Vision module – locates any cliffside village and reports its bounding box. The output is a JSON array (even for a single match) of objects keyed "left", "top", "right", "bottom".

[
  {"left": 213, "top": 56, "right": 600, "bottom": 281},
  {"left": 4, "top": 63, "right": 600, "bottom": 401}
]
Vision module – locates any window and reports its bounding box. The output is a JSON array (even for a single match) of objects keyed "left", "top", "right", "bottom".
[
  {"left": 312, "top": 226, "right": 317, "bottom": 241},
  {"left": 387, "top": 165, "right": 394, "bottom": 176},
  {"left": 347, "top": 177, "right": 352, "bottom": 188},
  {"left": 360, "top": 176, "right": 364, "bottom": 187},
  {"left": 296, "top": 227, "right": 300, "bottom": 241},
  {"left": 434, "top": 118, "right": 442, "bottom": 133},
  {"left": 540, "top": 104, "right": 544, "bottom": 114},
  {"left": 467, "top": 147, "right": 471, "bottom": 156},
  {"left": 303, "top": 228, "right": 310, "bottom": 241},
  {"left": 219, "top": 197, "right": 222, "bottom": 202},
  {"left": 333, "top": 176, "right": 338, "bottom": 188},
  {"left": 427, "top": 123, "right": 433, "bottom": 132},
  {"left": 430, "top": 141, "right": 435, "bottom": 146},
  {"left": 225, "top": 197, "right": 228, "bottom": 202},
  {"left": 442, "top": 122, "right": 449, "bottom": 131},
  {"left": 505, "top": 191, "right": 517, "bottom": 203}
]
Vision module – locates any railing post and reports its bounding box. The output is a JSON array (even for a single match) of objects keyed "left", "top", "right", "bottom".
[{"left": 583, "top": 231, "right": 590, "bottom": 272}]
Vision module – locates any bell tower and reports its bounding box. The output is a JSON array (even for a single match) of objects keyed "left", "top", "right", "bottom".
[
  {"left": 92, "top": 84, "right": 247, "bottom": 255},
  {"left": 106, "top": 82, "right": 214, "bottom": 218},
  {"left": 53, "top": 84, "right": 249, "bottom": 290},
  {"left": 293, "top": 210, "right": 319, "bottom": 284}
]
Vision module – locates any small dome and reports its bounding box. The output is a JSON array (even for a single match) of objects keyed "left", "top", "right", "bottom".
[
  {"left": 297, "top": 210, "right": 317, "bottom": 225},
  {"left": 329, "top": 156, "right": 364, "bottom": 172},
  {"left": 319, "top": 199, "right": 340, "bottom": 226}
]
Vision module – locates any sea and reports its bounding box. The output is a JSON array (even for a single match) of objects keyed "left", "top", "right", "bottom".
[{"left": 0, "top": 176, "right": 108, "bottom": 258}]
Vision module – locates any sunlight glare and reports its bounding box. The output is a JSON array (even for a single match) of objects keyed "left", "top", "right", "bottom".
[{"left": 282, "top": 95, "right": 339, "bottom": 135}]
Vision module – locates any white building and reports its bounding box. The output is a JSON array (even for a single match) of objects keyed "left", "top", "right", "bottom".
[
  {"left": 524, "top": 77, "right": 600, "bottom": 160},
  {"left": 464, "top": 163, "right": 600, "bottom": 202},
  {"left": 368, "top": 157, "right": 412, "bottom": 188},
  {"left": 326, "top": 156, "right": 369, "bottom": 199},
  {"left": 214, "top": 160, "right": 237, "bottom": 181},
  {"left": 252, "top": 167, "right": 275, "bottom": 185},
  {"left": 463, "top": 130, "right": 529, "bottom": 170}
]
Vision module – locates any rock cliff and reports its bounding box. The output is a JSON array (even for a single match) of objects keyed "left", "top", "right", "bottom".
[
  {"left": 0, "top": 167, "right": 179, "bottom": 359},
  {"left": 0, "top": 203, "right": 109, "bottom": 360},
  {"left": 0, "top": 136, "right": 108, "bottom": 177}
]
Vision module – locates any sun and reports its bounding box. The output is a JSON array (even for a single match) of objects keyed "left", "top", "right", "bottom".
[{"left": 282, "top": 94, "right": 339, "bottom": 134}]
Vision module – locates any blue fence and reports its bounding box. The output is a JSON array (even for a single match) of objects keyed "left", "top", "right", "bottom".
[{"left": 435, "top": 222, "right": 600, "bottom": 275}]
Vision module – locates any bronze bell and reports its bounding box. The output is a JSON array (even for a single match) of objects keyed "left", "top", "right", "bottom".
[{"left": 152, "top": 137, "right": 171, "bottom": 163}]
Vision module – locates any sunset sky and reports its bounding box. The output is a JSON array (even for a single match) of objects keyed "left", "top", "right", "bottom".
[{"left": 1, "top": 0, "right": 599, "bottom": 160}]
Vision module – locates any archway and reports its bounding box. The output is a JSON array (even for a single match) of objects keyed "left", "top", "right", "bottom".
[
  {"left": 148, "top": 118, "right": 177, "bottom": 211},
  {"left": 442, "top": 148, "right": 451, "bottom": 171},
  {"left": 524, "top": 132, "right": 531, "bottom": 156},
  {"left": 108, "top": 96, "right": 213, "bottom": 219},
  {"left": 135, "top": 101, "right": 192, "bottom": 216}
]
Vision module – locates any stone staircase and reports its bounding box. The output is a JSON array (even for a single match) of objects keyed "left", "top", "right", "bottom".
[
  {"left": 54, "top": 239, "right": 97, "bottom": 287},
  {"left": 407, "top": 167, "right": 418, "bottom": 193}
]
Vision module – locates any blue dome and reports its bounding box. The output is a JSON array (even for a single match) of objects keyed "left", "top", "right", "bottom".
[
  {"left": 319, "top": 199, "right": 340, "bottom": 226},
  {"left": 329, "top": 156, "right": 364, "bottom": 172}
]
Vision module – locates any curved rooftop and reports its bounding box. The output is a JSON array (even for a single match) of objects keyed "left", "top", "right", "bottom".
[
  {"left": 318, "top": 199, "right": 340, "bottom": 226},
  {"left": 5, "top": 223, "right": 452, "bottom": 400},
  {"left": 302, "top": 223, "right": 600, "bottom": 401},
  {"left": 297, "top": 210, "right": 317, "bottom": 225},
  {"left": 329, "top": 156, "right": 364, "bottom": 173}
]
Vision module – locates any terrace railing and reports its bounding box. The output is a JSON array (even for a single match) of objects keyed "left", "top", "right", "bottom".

▸ Work instruction: Retype the records, line for line.

▸ Output of the exercise:
Vision module – locates any cliffside village and reports its bounding box. The output is a JSON array (even for a single match) of objects keyed "left", "top", "right", "bottom".

[
  {"left": 213, "top": 56, "right": 600, "bottom": 281},
  {"left": 4, "top": 63, "right": 600, "bottom": 401}
]
Vision module – locates any window and reports its bounding box. The output is a JSON array (even for a single match) of objects keyed "left", "top", "right", "bottom".
[
  {"left": 312, "top": 226, "right": 317, "bottom": 241},
  {"left": 387, "top": 165, "right": 394, "bottom": 176},
  {"left": 347, "top": 177, "right": 352, "bottom": 188},
  {"left": 360, "top": 176, "right": 364, "bottom": 187},
  {"left": 296, "top": 227, "right": 300, "bottom": 241},
  {"left": 434, "top": 118, "right": 442, "bottom": 133},
  {"left": 540, "top": 104, "right": 544, "bottom": 114},
  {"left": 467, "top": 147, "right": 471, "bottom": 156},
  {"left": 303, "top": 228, "right": 310, "bottom": 241},
  {"left": 219, "top": 197, "right": 222, "bottom": 202},
  {"left": 333, "top": 176, "right": 338, "bottom": 188},
  {"left": 427, "top": 123, "right": 433, "bottom": 132},
  {"left": 430, "top": 141, "right": 435, "bottom": 146},
  {"left": 225, "top": 197, "right": 228, "bottom": 202},
  {"left": 442, "top": 122, "right": 449, "bottom": 131},
  {"left": 505, "top": 191, "right": 517, "bottom": 203}
]
Vision module – locates any railing post and reports its bounding box. The output is a JSON array (even for a single match) of objects keyed "left", "top", "right", "bottom".
[{"left": 583, "top": 231, "right": 590, "bottom": 272}]
Vision module – locates any bell tower and reports its bounding box. The output is a JSON array (even for a single match) of objects keyed "left", "top", "right", "bottom".
[
  {"left": 92, "top": 84, "right": 247, "bottom": 255},
  {"left": 106, "top": 82, "right": 214, "bottom": 218},
  {"left": 53, "top": 84, "right": 249, "bottom": 290},
  {"left": 293, "top": 210, "right": 319, "bottom": 284}
]
Vision module – locates any small dome and reports its bounding box. The output is a JSON array (even for a single match) of objects keyed "left", "top", "right", "bottom".
[
  {"left": 297, "top": 210, "right": 317, "bottom": 225},
  {"left": 329, "top": 156, "right": 364, "bottom": 172},
  {"left": 319, "top": 199, "right": 340, "bottom": 226}
]
Vision module – locates any sea and reports its bounding box. The output is a JSON array (even for a single match) of objects keyed "left", "top", "right", "bottom".
[{"left": 0, "top": 176, "right": 108, "bottom": 258}]
Vision module – locates any sunlight glare and reports its bounding box. The output is a JSON array (even for a single match) of objects keyed "left", "top", "right", "bottom".
[{"left": 282, "top": 95, "right": 339, "bottom": 135}]
Vision module – locates any white building and reports its bounding box. The output is a JSON array (even for a single match) of objects keyed "left", "top", "right", "bottom".
[
  {"left": 524, "top": 77, "right": 600, "bottom": 160},
  {"left": 464, "top": 163, "right": 600, "bottom": 202},
  {"left": 368, "top": 157, "right": 412, "bottom": 188},
  {"left": 326, "top": 156, "right": 369, "bottom": 199},
  {"left": 214, "top": 160, "right": 237, "bottom": 181},
  {"left": 252, "top": 167, "right": 275, "bottom": 185},
  {"left": 463, "top": 130, "right": 529, "bottom": 170}
]
Vision module – locates any rock cliff and reports its bounding box. The output is a JSON array (even for a single match) of objects keyed "left", "top", "right", "bottom".
[
  {"left": 0, "top": 167, "right": 179, "bottom": 359},
  {"left": 0, "top": 203, "right": 109, "bottom": 360},
  {"left": 0, "top": 136, "right": 108, "bottom": 177}
]
Vision module – locates any sun and reports its bounding box. The output is a JSON array (even for a single match) of objects keyed "left", "top", "right", "bottom".
[{"left": 282, "top": 94, "right": 339, "bottom": 134}]
Vision module – locates any blue fence and reports its bounding box. The output is a JSON array (even for a single match) of objects keyed "left", "top", "right", "bottom".
[{"left": 435, "top": 222, "right": 600, "bottom": 275}]
Vision module – locates any bronze bell and reports its bounding box. The output is a JSON array (even for a single match) of objects keyed "left", "top", "right", "bottom".
[{"left": 152, "top": 137, "right": 171, "bottom": 163}]
Vision module – locates any sunset sky and reports its bounding box. The output is a JSON array (even for a single match) of objects keyed "left", "top", "right", "bottom".
[{"left": 1, "top": 0, "right": 599, "bottom": 160}]
Vision module – locates any archway and reports its bounding box. The output is a JSON array (even for a single match) of objects keyed "left", "top", "right", "bottom".
[
  {"left": 148, "top": 118, "right": 177, "bottom": 211},
  {"left": 442, "top": 148, "right": 451, "bottom": 171},
  {"left": 524, "top": 132, "right": 531, "bottom": 156},
  {"left": 108, "top": 96, "right": 213, "bottom": 219},
  {"left": 135, "top": 101, "right": 192, "bottom": 216}
]
Vision module – locates any stone staircase and reports its bounding box. The output is a JSON array (even for a single match) of objects keyed "left", "top", "right", "bottom".
[
  {"left": 54, "top": 239, "right": 97, "bottom": 287},
  {"left": 407, "top": 167, "right": 418, "bottom": 193}
]
Vision module – locates any blue dome and reports its bounding box. The output is a JSON array (even for a single match) of objects keyed "left", "top", "right", "bottom".
[
  {"left": 319, "top": 199, "right": 340, "bottom": 226},
  {"left": 329, "top": 156, "right": 364, "bottom": 172}
]
Vision module – locates any curved rooftop and reports its bounding box. The output is a JSON array (even for a single match) of objects keyed "left", "top", "right", "bottom".
[
  {"left": 318, "top": 199, "right": 340, "bottom": 226},
  {"left": 5, "top": 223, "right": 452, "bottom": 400},
  {"left": 302, "top": 223, "right": 600, "bottom": 401},
  {"left": 297, "top": 210, "right": 317, "bottom": 225},
  {"left": 329, "top": 156, "right": 364, "bottom": 173}
]
Vision module – locates any terrace railing and reports its bounding box. The output is a JSON array (even for a single match) of objects keyed "left", "top", "right", "bottom".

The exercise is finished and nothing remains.